### DESCRIPTION OF THE TASK
Go through the records and give each one again exactly.

○ ○ ○ ○ ○ ○ ○

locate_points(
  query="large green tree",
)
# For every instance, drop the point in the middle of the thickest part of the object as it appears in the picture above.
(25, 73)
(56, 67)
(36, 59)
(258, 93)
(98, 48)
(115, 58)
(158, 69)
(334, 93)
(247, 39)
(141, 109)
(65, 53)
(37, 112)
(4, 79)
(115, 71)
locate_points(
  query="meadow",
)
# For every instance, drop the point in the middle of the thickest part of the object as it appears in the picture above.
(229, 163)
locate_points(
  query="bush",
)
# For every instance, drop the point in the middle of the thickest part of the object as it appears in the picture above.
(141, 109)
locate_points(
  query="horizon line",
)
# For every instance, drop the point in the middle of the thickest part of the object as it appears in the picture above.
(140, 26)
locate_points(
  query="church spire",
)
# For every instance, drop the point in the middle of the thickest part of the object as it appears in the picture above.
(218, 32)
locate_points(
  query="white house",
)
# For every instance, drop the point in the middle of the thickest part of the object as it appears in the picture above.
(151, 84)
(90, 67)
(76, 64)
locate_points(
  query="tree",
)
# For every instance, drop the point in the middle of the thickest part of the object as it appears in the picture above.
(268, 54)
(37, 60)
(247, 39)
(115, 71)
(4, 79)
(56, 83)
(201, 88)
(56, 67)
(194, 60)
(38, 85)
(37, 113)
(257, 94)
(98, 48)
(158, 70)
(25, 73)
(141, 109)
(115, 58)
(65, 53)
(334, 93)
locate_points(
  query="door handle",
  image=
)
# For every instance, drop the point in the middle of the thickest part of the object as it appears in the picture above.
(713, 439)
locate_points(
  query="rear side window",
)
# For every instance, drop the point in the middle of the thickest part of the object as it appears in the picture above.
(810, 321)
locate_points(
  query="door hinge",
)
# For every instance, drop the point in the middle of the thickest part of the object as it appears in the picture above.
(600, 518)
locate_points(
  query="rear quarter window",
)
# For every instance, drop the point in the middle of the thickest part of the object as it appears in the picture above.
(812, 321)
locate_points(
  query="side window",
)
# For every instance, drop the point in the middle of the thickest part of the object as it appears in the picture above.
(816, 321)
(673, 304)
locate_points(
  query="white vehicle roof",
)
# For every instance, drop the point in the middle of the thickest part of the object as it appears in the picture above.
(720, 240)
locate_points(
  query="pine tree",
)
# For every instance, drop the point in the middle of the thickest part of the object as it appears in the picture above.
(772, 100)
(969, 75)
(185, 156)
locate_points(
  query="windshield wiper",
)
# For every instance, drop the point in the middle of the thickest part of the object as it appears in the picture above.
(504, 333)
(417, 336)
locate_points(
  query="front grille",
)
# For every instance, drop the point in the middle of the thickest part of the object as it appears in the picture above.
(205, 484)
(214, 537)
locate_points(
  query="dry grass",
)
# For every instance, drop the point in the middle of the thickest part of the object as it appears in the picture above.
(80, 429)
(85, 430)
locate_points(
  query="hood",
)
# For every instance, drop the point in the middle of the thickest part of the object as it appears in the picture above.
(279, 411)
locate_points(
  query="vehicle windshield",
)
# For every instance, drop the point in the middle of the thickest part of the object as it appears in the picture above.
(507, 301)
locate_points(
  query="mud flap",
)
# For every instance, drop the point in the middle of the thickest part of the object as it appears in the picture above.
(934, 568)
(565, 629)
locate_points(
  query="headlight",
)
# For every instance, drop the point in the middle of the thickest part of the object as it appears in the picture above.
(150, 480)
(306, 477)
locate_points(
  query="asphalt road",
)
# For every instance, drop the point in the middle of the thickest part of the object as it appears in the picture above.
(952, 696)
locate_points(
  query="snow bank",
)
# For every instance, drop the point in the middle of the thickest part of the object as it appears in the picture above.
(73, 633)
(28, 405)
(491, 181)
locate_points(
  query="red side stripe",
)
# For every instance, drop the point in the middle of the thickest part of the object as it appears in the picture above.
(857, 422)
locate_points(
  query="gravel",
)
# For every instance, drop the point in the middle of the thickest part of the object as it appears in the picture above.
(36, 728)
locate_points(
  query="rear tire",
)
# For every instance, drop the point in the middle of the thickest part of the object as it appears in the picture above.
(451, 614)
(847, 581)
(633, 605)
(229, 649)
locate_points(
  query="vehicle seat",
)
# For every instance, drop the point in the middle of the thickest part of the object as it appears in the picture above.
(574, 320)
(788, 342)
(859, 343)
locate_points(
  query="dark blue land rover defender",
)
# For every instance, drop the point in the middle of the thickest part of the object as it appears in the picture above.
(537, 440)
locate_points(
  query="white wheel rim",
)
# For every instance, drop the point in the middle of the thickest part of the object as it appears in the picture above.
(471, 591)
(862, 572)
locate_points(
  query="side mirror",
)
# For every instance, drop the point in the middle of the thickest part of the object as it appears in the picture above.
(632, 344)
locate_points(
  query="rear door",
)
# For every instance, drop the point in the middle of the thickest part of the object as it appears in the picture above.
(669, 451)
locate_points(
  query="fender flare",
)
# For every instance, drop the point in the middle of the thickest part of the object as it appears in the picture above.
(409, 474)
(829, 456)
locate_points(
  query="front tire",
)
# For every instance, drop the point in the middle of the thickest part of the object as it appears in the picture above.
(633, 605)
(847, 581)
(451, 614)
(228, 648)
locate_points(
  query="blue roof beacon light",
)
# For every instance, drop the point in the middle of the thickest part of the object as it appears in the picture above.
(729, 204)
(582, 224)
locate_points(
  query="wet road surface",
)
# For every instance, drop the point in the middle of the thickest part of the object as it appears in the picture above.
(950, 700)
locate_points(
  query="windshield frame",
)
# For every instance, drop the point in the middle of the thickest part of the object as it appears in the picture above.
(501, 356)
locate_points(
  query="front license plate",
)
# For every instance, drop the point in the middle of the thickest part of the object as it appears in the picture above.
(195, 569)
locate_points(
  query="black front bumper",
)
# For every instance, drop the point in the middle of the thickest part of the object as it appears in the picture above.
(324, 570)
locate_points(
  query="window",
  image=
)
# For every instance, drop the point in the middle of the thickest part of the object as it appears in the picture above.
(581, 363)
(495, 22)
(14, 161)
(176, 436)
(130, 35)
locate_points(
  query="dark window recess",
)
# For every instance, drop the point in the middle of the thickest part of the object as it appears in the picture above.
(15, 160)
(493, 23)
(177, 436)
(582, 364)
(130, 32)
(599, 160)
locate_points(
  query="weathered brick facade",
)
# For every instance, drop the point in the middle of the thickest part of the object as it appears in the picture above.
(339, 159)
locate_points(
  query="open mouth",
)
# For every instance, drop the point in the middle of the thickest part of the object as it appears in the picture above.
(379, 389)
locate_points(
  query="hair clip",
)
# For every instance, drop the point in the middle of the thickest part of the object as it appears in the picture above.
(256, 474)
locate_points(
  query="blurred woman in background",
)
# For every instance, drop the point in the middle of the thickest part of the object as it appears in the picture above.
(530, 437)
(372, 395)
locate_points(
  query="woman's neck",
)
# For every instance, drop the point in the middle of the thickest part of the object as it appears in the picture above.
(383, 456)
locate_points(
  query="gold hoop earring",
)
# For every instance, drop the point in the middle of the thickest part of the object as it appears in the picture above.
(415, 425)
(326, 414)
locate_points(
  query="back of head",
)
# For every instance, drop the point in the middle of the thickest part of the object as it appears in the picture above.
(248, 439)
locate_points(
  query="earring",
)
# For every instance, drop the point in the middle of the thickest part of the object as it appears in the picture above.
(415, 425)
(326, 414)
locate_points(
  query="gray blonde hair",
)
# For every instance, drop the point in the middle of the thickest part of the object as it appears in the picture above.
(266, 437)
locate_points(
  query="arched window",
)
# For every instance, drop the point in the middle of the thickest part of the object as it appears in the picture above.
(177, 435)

○ ○ ○ ○ ○ ○ ○

### WRITTEN RESPONSE
locate_points(
  query="large green tree",
)
# For every instance, drop the point in the middle of the thickest part of the object as it appears in the picture above.
(25, 73)
(56, 67)
(36, 59)
(258, 93)
(98, 48)
(115, 58)
(158, 69)
(334, 93)
(247, 39)
(141, 109)
(65, 53)
(37, 112)
(4, 79)
(115, 71)
locate_points(
  query="meadow",
)
# For every instance, drop the point in the middle of the thickest part of the object as it appears in the picture above.
(229, 163)
locate_points(
  query="bush",
)
# For every instance, drop the point in the middle of the thickest part of the object as it appears in the picture above.
(141, 109)
locate_points(
  query="horizon line",
)
# For every instance, drop the point in the middle of the thickest part of the object as it appears in the picture above.
(140, 26)
locate_points(
  query="church spire",
)
# For every instance, drop the point in the middle of the thickest part of the object as it appears in the picture above.
(218, 32)
locate_points(
  query="white house",
)
# For every instance, drop the point in the middle of the thickest part of the object as it appears in the picture above.
(151, 84)
(90, 67)
(76, 64)
locate_points(
  query="tree",
)
# For every instance, drop the point in the middle of the thickest part of the object as it appears in the picture above.
(268, 54)
(37, 60)
(247, 39)
(115, 71)
(4, 79)
(56, 83)
(201, 88)
(56, 67)
(194, 60)
(38, 85)
(37, 113)
(257, 94)
(98, 48)
(158, 70)
(25, 73)
(141, 109)
(115, 58)
(65, 53)
(334, 93)
locate_points(
  query="door handle",
  image=
)
# For every instance, drop the point in the middle of the thickest part of the object as it appears in the picture above.
(713, 439)
locate_points(
  query="rear side window",
)
# For every instance, drop the point in the middle of the thickest part of the object as it appears in the picture above.
(810, 321)
locate_points(
  query="door hinge",
)
# For every instance, drop the point in the middle of the thickest part of the object as it appears in the picture above.
(600, 518)
locate_points(
  query="rear quarter window",
)
# For every instance, drop the point in the middle of the thickest part of the object as it appears in the picture above.
(812, 321)
locate_points(
  query="side window",
)
# For every instance, drop the point in the middle of the thickest part of the object as it appears in the picture above.
(816, 321)
(673, 304)
locate_points(
  query="white vehicle roof",
)
# For every instance, drop the point in the middle of the thickest part of the object as it appears in the picture above.
(720, 240)
locate_points(
  query="pine tree",
)
# For every instance, drop the point in the middle of the thickest part of the object as it appears in the picture above.
(772, 100)
(969, 75)
(185, 156)
locate_points(
  query="windshield wiper",
)
# For every instance, drop the point in the middle of the thickest part of the object as it appears in the picture above.
(504, 333)
(417, 336)
locate_points(
  query="front grille",
)
# For every instance, drop the point in the middle of the thickest part of the object as it appears in the picture above.
(205, 484)
(214, 537)
locate_points(
  query="dry grass",
)
# For every instance, drop the point in the middle of the thickest part of the object as it appears in the picture above.
(80, 429)
(85, 430)
locate_points(
  query="hood",
)
# For every instance, drop the point in the middle of the thickest part of the object as it appears in the picture above.
(279, 411)
locate_points(
  query="vehicle windshield",
)
# For every instance, drop the point in the middle of the thickest part of the object as it appears in the picture above.
(507, 301)
locate_points(
  query="mud flap",
)
# For every instance, drop the point in the middle of the thickest part of the object as it appears in the picture above.
(934, 568)
(565, 629)
locate_points(
  query="headlight",
)
# For every instance, drop the point in the middle of the thickest part of the object as it appears in the picture above.
(150, 480)
(306, 477)
locate_points(
  query="asphalt road",
)
# For every instance, drop the point in the middle of the thickest part of the object as it appears in the picture above.
(952, 696)
locate_points(
  query="snow bank",
)
# For every instance, drop the point in the middle of the thickest part of the object as it appears in the picture above.
(73, 633)
(28, 405)
(491, 181)
locate_points(
  query="red side stripe",
)
# For every instance, drop the point in the middle of the thickest part of the object as it appears in the picture above.
(857, 422)
locate_points(
  query="gravel",
)
# For every instance, drop the point in the middle of the thickest part of the object as it appears in the picture above.
(36, 728)
locate_points(
  query="rear tire",
)
# For every instance, drop the point in the middle of the thickest part of the object as it appears in the picture above.
(451, 614)
(847, 581)
(633, 605)
(229, 649)
locate_points(
  query="vehicle seat",
)
# For every instance, drop the point in the middle of the thickest part of the object as it appears in the picture above.
(574, 320)
(788, 342)
(859, 343)
locate_points(
  query="dark blue land rover defender",
)
# For every instance, drop the point in the middle of the thickest part of the object as it appears in the picture above.
(537, 440)
locate_points(
  query="white wheel rim",
)
# For every instance, drop the point in the middle of the thickest part of the object as it appears in the picture above.
(471, 591)
(862, 572)
locate_points(
  query="side mirror",
)
# For every instance, drop the point in the middle of the thickest part of the object as it appears in the picture above.
(632, 344)
locate_points(
  query="rear door",
)
# For every instance, drop the point in the middle of the thickest part of the object as it appears in the picture above.
(669, 451)
locate_points(
  query="fender flare",
)
# For every instance, drop the point in the middle of the thickest part of the object as it appears in the picture above.
(409, 474)
(829, 456)
locate_points(
  query="front tire",
)
# For every instance, drop the point in the middle of the thickest part of the object as it appears in the picture above.
(633, 605)
(847, 581)
(451, 614)
(228, 648)
locate_points(
  query="blue roof beacon light",
)
# For every instance, drop the point in the middle of the thickest part of the object as it appears in the picture above.
(729, 204)
(582, 224)
locate_points(
  query="wet road surface",
)
# For every instance, drop the point in the middle of the thickest part of the object as it appears in the picture above.
(950, 700)
locate_points(
  query="windshield frame",
)
# For every instance, drop the point in the middle of the thickest part of the object as it appears in the picture above.
(501, 356)
locate_points(
  query="front license plate",
)
# For every instance, drop the point in the middle of the thickest part of the object as it appears in the picture above.
(195, 569)
locate_points(
  query="black front bumper",
)
# For every instance, drop the point in the middle of the thickest part of the object as it appears in the picture above.
(324, 570)
locate_points(
  query="window",
  image=
)
# For every instance, drop the point in the middle of the thickest part of the object as it appears in the picture above.
(581, 363)
(495, 22)
(14, 161)
(176, 436)
(130, 35)
locate_points(
  query="dark window recess",
)
# For every instance, drop the point in the middle of the thickest part of the object as it appears in the picture above.
(15, 160)
(493, 23)
(177, 436)
(582, 364)
(130, 32)
(599, 160)
locate_points(
  query="weathered brick facade",
)
# For every instance, drop the point in the middle of the thickest part of the object as it appears in the picture above.
(339, 159)
locate_points(
  query="open mouth",
)
# For every instance, drop the point in the middle of the thickest part of the object as it appears in the picture above.
(379, 389)
locate_points(
  query="hair clip",
)
# For every instance, drop the point in the middle of the thickest part of the object as it appears in the picture above.
(256, 474)
locate_points(
  query="blurred woman in background",
)
# For every instance, drop the point in the middle of the thickest part of the object as it appears in the picture above.
(530, 437)
(372, 395)
locate_points(
  query="woman's neck",
)
# For every instance, drop the point in the middle of the thickest part of the object as it appears in the picture above.
(383, 456)
locate_points(
  query="gold hoop earring",
)
# For every instance, drop the point in the middle of the thickest part of the object as it appears in the picture above.
(415, 425)
(326, 414)
locate_points(
  query="back of head",
)
# For every instance, drop the point in the middle of the thickest part of the object as it appears in the picture above.
(248, 439)
locate_points(
  query="earring",
)
# For every instance, drop the point in the middle of the thickest part of the object as it appears in the picture above.
(415, 425)
(326, 414)
locate_points(
  query="gray blonde hair",
)
# For every instance, drop the point in the middle of the thickest part of the object as it appears in the picture above.
(266, 437)
locate_points(
  query="arched window",
)
# For every instance, drop the point in the middle of the thickest part of the object as it appears in the picture above.
(177, 435)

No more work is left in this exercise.